What to do:
Please read the book review below and state who translated the book.

Passage shown:

[Start of section]

Chee In-Hye is Lee Woo-Cheol’s first wife. After she leaves him, Woo-Cheol marries An Jeong-Hye and has four children with her. They have three daughters and a son. Their daughter’s names are Shin-Ho, Shin-Myeong, and Shin-Hee. Their son is named Shin-Hwa. Shin-Hee marries a Japanese citizen named Yu, against her parent’s wishes. Shin-Hee and her husband are the parents of Yu Miri. 

As the country becomes more unstable, Lee Woo-Cheol runs away to Japan. His brother becomes the leader of a resistance movement against the Japanese forces. Their stories are both hopeful and tragic. After running away to Japan, Lee Woo-Cheol marries a Japanese woman named Nemoto Fusako and has a son with her who he names Shin-Il. Fusako only discovers that Woo-Cheol was married and has children when his second wife, Jeong-Hee appears at their door with children in tow causing more family turmoil.

As interesting and entertaining as the story is, the book has many flaws as well. My first and foremost complaint is the Morgan Giles translation. Although the book was originally written in Japanese, the characters often speak in Korean and most of the Korean words and phrases are not translated and the translator does not provide a glossary forcing the reader to look up the words and phrases on their own or they must infer meaning from the context of what’s being said.

[End of section]

Record excerpts:
[Start of section]

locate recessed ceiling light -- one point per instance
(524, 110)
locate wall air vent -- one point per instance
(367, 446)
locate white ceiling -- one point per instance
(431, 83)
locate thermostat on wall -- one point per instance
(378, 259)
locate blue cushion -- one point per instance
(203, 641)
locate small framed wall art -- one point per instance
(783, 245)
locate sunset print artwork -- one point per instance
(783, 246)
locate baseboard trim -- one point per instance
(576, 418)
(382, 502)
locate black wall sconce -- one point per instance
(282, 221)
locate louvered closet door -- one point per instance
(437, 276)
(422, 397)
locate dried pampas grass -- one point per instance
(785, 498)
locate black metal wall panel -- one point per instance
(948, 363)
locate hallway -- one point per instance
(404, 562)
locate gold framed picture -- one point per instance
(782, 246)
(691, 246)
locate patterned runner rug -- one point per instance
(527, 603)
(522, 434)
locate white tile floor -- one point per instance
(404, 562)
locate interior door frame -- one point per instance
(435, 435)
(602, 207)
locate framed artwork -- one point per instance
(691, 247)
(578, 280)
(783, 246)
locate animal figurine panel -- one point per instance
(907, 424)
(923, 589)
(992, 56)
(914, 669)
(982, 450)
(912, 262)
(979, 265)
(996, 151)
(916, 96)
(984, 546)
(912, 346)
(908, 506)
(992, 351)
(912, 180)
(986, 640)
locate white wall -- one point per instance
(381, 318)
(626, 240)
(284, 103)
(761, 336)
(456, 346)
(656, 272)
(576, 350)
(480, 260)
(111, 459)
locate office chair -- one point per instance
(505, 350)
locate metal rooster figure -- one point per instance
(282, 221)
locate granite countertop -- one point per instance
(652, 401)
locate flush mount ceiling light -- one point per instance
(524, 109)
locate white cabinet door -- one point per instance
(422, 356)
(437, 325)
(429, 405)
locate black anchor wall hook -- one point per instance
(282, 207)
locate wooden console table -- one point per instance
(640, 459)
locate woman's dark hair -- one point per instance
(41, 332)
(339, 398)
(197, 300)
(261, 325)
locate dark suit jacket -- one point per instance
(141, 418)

[End of section]
[Start of section]

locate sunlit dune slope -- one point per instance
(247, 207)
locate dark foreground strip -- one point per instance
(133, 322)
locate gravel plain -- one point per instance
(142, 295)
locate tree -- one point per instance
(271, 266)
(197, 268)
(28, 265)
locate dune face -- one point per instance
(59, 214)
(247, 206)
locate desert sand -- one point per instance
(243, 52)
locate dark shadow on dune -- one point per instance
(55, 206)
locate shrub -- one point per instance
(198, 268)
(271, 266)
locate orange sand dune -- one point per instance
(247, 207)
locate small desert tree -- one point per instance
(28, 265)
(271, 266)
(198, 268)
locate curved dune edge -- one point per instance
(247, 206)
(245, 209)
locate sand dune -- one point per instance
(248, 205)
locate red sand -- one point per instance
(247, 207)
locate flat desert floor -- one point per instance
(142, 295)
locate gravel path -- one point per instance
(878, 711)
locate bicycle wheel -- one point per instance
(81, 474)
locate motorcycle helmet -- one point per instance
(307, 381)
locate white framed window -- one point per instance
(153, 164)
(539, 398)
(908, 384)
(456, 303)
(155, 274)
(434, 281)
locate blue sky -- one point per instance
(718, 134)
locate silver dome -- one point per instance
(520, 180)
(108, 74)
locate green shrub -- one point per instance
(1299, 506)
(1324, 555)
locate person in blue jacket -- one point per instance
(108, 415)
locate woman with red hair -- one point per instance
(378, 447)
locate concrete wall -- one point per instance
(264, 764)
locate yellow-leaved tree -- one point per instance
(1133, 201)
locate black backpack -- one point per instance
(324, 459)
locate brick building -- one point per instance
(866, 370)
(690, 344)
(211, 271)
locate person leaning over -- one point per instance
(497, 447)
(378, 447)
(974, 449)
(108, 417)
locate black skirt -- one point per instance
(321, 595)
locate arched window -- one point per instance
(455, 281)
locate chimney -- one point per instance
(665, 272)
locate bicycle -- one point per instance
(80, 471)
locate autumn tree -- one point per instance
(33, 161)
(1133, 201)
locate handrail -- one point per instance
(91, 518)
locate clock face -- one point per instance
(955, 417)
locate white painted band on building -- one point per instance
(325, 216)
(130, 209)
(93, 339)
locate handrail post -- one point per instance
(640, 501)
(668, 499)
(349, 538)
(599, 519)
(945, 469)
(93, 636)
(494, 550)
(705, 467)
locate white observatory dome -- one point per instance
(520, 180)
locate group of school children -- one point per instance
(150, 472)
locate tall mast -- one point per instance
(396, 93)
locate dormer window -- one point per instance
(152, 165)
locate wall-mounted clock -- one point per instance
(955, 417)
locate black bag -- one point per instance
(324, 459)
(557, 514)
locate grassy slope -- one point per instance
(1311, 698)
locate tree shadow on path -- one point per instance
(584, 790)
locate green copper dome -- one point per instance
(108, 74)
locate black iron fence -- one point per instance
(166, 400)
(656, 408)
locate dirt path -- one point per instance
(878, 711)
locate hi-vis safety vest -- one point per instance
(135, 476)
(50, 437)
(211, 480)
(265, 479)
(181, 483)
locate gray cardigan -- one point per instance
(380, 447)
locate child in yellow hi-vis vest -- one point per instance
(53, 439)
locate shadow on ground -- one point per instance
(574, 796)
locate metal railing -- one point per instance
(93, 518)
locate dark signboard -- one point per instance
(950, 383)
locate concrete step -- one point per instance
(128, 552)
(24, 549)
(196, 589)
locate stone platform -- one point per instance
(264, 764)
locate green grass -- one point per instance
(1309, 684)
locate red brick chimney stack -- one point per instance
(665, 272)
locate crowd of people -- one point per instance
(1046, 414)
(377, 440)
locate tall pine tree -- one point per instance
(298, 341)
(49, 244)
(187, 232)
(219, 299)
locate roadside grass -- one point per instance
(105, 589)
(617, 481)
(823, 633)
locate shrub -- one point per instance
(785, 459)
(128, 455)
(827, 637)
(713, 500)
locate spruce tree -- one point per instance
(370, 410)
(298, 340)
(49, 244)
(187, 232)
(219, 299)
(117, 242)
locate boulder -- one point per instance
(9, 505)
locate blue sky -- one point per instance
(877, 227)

[End of section]
[Start of section]

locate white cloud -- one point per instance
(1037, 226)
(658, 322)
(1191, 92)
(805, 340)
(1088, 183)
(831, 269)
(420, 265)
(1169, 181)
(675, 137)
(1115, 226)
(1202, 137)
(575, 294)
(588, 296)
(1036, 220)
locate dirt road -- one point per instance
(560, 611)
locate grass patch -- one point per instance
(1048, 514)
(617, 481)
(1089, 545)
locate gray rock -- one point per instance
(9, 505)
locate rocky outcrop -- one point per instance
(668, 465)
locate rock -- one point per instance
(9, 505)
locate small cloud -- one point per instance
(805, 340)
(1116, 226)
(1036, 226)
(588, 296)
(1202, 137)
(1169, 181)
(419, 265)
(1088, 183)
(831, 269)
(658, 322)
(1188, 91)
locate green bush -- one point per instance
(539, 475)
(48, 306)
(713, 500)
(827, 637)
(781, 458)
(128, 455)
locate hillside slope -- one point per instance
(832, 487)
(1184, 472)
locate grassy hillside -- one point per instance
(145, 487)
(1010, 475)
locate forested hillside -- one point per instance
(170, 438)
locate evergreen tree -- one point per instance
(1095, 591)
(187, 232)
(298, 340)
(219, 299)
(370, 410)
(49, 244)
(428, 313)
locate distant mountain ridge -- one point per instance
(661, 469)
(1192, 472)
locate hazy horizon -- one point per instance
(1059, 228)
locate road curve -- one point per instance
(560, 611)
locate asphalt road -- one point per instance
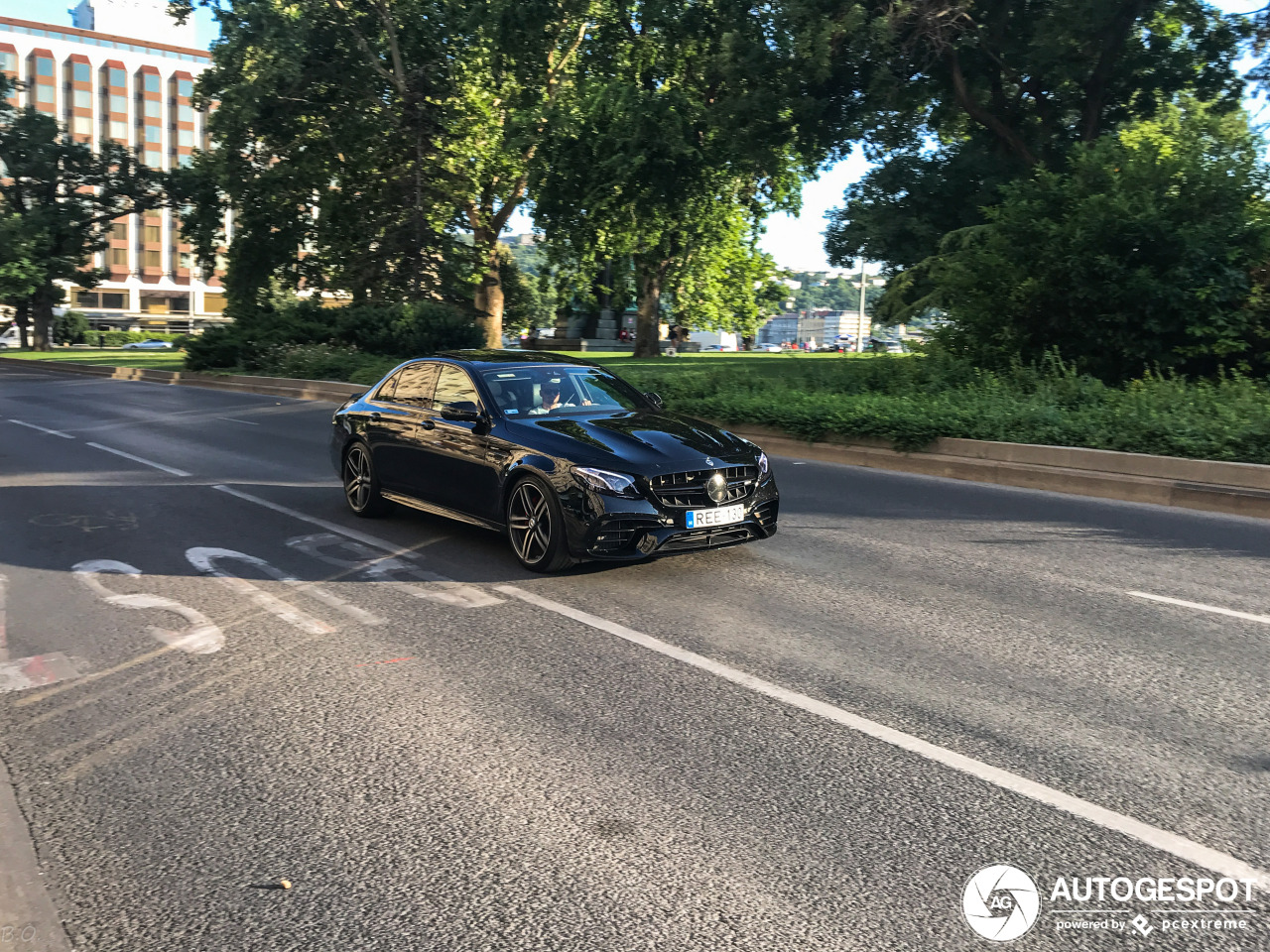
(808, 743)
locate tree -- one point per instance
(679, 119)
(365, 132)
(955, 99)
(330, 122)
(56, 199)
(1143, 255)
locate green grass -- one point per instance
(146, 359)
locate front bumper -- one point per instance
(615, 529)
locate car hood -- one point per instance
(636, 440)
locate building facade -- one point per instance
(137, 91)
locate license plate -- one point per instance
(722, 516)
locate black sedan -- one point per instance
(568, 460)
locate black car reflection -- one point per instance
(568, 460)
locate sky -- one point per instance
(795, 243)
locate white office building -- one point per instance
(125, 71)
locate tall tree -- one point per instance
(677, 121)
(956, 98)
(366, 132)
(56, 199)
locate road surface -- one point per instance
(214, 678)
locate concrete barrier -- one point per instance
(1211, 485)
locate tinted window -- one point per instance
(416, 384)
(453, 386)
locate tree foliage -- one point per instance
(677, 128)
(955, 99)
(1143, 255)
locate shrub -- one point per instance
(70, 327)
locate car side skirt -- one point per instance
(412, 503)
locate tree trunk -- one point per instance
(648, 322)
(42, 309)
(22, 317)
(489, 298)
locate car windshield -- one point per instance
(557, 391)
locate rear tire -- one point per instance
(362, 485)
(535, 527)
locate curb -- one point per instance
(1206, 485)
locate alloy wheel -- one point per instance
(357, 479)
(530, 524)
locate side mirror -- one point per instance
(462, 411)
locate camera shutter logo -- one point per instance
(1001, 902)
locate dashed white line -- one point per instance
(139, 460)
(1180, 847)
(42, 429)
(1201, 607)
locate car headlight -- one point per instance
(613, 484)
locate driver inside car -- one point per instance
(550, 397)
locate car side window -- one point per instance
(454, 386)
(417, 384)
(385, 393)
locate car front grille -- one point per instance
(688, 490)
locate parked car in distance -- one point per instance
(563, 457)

[End of section]

Response for this exercise:
Morgan Giles